-- BEGIN Supplied material --

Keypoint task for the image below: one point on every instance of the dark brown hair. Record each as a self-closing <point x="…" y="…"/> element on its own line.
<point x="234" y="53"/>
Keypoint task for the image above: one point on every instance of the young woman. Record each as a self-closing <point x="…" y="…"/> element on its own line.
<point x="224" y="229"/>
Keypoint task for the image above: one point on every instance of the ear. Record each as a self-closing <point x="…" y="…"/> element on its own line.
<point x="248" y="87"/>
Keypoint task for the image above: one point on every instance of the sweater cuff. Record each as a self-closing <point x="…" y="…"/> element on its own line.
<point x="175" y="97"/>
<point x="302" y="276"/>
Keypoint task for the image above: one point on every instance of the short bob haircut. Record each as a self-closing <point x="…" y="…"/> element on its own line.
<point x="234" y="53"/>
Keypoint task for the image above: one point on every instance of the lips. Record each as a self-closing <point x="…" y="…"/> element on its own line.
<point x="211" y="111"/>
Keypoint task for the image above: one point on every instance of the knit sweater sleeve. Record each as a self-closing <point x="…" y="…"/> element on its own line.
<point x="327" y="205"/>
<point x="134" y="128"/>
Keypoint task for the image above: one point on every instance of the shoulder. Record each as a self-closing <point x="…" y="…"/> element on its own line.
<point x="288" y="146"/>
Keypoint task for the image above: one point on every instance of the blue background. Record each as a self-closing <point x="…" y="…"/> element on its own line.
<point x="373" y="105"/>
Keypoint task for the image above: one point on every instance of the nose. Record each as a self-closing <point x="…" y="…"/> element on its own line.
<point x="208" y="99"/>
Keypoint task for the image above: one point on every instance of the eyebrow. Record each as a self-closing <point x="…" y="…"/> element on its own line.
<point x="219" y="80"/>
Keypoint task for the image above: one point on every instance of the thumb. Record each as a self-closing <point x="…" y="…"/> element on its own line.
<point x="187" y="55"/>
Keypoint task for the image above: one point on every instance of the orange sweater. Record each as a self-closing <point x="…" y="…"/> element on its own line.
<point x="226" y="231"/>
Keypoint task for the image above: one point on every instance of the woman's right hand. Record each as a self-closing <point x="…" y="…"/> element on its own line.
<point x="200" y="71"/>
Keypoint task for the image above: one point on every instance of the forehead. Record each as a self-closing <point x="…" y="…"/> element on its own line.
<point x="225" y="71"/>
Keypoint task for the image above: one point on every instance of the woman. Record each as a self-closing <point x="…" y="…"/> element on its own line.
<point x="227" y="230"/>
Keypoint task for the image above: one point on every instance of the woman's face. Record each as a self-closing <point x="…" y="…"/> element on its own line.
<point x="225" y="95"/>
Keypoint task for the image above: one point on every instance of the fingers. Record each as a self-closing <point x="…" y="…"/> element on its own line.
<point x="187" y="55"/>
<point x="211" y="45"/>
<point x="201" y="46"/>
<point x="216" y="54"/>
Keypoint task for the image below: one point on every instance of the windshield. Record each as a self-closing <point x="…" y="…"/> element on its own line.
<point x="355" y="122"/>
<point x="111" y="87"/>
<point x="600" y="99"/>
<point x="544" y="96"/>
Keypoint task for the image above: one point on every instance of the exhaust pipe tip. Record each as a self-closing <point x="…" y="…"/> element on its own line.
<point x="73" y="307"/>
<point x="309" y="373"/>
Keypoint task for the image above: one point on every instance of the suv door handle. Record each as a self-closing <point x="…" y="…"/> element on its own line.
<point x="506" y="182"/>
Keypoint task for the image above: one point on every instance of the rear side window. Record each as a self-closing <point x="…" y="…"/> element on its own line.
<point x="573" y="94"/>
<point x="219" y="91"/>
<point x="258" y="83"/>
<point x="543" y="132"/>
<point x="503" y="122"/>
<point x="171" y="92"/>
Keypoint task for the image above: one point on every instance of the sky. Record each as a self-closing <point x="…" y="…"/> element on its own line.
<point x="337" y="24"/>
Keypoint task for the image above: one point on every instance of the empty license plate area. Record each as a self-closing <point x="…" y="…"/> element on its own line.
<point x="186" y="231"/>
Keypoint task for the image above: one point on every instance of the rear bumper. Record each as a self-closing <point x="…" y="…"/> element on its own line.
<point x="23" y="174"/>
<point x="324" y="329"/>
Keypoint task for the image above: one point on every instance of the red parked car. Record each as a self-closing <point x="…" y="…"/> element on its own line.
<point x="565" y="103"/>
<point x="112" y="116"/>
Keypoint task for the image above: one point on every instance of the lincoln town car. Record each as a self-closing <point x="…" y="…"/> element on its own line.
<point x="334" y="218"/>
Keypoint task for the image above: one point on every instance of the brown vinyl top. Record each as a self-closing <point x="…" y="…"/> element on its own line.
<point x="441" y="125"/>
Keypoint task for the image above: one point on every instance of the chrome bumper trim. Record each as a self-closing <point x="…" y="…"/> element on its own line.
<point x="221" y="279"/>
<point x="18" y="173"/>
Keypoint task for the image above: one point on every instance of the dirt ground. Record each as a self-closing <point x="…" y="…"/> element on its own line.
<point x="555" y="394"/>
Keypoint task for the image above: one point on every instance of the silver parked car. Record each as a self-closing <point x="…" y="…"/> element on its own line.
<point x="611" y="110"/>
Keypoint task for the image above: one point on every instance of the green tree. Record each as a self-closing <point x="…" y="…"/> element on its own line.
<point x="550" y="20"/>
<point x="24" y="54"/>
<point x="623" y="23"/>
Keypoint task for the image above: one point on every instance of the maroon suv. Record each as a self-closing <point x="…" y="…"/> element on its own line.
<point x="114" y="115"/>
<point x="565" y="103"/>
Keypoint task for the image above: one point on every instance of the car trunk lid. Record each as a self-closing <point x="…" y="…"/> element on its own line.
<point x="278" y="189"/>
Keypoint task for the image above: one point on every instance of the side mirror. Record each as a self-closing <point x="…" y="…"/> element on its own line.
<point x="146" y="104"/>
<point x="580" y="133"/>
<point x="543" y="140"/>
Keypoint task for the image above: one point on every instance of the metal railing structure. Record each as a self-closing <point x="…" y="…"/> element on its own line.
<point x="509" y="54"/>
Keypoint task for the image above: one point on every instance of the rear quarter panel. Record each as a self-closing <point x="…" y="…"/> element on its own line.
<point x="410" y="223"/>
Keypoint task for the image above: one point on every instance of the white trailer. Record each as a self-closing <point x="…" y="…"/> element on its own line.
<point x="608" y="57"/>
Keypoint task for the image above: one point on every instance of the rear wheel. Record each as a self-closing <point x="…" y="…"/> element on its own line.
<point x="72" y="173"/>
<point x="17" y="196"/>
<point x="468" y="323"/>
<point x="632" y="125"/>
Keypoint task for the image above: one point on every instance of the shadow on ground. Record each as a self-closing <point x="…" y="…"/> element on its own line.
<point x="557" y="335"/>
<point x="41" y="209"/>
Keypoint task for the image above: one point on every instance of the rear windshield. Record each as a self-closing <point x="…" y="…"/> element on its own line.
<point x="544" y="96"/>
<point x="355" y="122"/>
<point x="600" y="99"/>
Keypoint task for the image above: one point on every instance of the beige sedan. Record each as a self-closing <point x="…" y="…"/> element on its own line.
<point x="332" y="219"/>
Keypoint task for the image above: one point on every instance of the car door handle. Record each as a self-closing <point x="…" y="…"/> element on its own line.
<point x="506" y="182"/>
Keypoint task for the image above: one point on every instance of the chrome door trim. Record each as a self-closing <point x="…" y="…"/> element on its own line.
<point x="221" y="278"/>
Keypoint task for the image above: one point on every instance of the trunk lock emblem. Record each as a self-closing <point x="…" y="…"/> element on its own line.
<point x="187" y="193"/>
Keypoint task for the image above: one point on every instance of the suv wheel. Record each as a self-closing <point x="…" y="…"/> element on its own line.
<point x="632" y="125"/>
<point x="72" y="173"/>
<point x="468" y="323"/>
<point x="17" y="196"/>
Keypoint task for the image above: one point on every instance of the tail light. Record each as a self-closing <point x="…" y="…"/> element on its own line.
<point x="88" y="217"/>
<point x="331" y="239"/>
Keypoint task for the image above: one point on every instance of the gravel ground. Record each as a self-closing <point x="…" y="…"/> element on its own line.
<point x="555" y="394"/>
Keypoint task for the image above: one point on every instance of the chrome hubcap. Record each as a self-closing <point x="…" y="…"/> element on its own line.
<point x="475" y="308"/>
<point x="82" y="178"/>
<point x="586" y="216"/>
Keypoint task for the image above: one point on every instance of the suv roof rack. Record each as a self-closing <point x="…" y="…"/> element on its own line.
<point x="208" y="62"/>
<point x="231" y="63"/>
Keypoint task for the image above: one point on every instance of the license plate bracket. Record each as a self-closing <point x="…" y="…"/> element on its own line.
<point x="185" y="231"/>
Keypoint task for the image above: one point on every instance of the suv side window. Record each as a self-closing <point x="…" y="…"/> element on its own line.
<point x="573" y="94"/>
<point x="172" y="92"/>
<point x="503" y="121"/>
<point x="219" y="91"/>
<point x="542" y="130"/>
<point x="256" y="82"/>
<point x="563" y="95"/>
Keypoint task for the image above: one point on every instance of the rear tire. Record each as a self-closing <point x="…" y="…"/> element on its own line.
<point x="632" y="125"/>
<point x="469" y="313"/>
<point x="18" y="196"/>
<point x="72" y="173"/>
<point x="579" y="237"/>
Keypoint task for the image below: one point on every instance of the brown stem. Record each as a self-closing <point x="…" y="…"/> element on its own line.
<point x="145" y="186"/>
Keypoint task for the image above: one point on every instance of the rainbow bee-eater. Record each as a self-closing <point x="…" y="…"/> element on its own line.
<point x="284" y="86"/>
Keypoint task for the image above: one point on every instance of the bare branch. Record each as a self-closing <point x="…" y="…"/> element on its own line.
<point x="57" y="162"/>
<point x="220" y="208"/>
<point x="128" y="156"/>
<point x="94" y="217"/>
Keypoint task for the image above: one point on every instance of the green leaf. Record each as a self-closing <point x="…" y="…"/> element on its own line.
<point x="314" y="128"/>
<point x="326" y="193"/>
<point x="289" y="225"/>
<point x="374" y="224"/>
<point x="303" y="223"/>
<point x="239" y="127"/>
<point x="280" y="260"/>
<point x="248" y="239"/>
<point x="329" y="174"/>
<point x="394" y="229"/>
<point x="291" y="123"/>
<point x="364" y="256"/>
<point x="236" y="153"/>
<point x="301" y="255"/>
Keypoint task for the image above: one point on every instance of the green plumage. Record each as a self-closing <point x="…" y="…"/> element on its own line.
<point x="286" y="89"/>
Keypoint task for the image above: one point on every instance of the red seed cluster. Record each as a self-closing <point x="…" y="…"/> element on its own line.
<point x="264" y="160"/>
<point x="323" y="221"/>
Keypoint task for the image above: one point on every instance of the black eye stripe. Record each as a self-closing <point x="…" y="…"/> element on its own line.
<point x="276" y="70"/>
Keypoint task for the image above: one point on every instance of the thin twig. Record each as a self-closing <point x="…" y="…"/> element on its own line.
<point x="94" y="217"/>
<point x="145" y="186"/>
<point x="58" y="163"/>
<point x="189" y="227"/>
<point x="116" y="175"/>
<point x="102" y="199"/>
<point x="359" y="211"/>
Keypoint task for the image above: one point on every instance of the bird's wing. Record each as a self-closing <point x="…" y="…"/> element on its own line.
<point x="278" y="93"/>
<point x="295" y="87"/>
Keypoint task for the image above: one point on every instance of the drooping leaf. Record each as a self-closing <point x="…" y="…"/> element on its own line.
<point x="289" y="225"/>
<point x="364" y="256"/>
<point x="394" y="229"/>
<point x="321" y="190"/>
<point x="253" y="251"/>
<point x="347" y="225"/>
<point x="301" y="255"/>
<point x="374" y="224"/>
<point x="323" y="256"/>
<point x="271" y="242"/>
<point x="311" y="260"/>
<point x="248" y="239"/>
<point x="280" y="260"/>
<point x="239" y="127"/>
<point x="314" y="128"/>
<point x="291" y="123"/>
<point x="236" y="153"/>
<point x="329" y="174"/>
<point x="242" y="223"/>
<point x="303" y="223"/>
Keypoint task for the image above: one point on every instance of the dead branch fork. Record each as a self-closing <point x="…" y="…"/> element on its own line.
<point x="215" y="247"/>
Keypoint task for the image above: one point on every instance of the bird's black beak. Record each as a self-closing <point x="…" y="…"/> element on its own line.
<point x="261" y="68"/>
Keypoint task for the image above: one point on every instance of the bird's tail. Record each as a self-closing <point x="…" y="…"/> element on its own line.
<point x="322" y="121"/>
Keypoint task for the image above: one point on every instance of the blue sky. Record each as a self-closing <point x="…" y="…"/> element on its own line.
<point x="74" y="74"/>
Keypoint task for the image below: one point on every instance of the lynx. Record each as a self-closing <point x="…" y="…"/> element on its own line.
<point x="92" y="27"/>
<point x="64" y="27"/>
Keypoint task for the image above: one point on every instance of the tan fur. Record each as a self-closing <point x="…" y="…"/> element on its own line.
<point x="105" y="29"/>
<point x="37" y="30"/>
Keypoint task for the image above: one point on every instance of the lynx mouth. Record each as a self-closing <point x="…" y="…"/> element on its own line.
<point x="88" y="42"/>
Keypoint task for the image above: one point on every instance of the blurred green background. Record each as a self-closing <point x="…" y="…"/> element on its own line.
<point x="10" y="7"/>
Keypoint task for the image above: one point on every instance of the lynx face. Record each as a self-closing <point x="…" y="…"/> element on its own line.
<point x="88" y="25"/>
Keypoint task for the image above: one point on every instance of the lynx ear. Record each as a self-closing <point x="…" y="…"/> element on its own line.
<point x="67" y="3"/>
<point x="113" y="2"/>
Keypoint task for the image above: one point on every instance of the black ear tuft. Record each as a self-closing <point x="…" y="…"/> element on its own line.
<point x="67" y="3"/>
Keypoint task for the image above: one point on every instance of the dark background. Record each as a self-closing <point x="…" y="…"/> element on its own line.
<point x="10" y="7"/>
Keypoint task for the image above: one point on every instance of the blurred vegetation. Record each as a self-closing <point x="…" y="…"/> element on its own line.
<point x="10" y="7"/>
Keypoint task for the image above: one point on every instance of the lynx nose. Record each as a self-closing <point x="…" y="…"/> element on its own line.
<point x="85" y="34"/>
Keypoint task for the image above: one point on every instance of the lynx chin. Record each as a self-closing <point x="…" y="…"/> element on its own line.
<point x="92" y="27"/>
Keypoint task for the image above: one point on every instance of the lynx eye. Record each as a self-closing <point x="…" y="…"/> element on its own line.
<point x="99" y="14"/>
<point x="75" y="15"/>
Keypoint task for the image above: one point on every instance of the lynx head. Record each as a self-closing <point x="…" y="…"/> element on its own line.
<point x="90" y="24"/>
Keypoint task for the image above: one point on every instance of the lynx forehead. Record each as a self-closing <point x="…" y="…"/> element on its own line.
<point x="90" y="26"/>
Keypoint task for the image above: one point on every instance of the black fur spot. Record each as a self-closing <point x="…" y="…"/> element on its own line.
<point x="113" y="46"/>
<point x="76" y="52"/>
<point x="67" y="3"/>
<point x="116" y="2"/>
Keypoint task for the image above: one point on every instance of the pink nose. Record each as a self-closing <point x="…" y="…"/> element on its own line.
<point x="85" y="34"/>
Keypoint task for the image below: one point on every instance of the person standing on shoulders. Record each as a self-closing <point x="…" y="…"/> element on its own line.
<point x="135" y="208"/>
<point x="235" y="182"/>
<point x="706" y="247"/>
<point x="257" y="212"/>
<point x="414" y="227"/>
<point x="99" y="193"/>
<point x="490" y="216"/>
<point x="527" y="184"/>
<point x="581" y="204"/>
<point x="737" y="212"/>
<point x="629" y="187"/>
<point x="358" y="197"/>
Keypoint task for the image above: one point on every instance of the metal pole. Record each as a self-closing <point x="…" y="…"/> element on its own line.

-- END Supplied material --

- [Exercise directions]: Repeat only the stretch of lines starting at the one containing "the dark background." and running to the final line of the entries above.

- [Reply to the task]:
Keypoint task for the image above: one point on every instance of the dark background. Record each as a self-closing <point x="…" y="…"/> element on its own line.
<point x="10" y="7"/>
Keypoint task for the image above: one point on every instance of the blurred vegetation. Record each as a self-closing <point x="…" y="…"/> element on its own line.
<point x="10" y="7"/>
Keypoint task for the image above: one point on every instance of the lynx nose. Record each as a self-closing <point x="…" y="…"/> element on its own line.
<point x="85" y="34"/>
Keypoint task for the image above: one point on every instance of the lynx chin. Record each as a self-closing <point x="…" y="…"/> element on its own line.
<point x="92" y="27"/>
Keypoint task for the image above: one point on every instance of the lynx eye. Record each as a self-closing <point x="…" y="…"/> element on its own line.
<point x="99" y="14"/>
<point x="75" y="15"/>
Keypoint task for the image above: one point on every instance of the lynx head. Record each as a self-closing <point x="…" y="…"/> element on its own line.
<point x="90" y="24"/>
Keypoint task for the image above: one point on every instance of the lynx forehead. Record each as a self-closing <point x="…" y="…"/> element on its own line.
<point x="90" y="26"/>
Keypoint task for the image above: one point on every instance of the black fur spot. Record each as a self-closing <point x="…" y="…"/> element on its own line.
<point x="113" y="46"/>
<point x="76" y="52"/>
<point x="67" y="3"/>
<point x="116" y="2"/>
Keypoint task for the image above: one point on every instance of the pink nose. Record each as a self-closing <point x="…" y="…"/> element on its own line.
<point x="85" y="34"/>
Keypoint task for the image below: one point on every instance of the person standing on shoulders. Record each as a self-closing <point x="…" y="…"/> element on its own line.
<point x="135" y="208"/>
<point x="235" y="182"/>
<point x="706" y="247"/>
<point x="257" y="212"/>
<point x="414" y="227"/>
<point x="99" y="193"/>
<point x="490" y="216"/>
<point x="527" y="184"/>
<point x="581" y="204"/>
<point x="737" y="212"/>
<point x="629" y="187"/>
<point x="358" y="197"/>
Keypoint task for the image above: one point on every instance of the metal pole. Record each as a self-closing <point x="…" y="…"/> element on its own line.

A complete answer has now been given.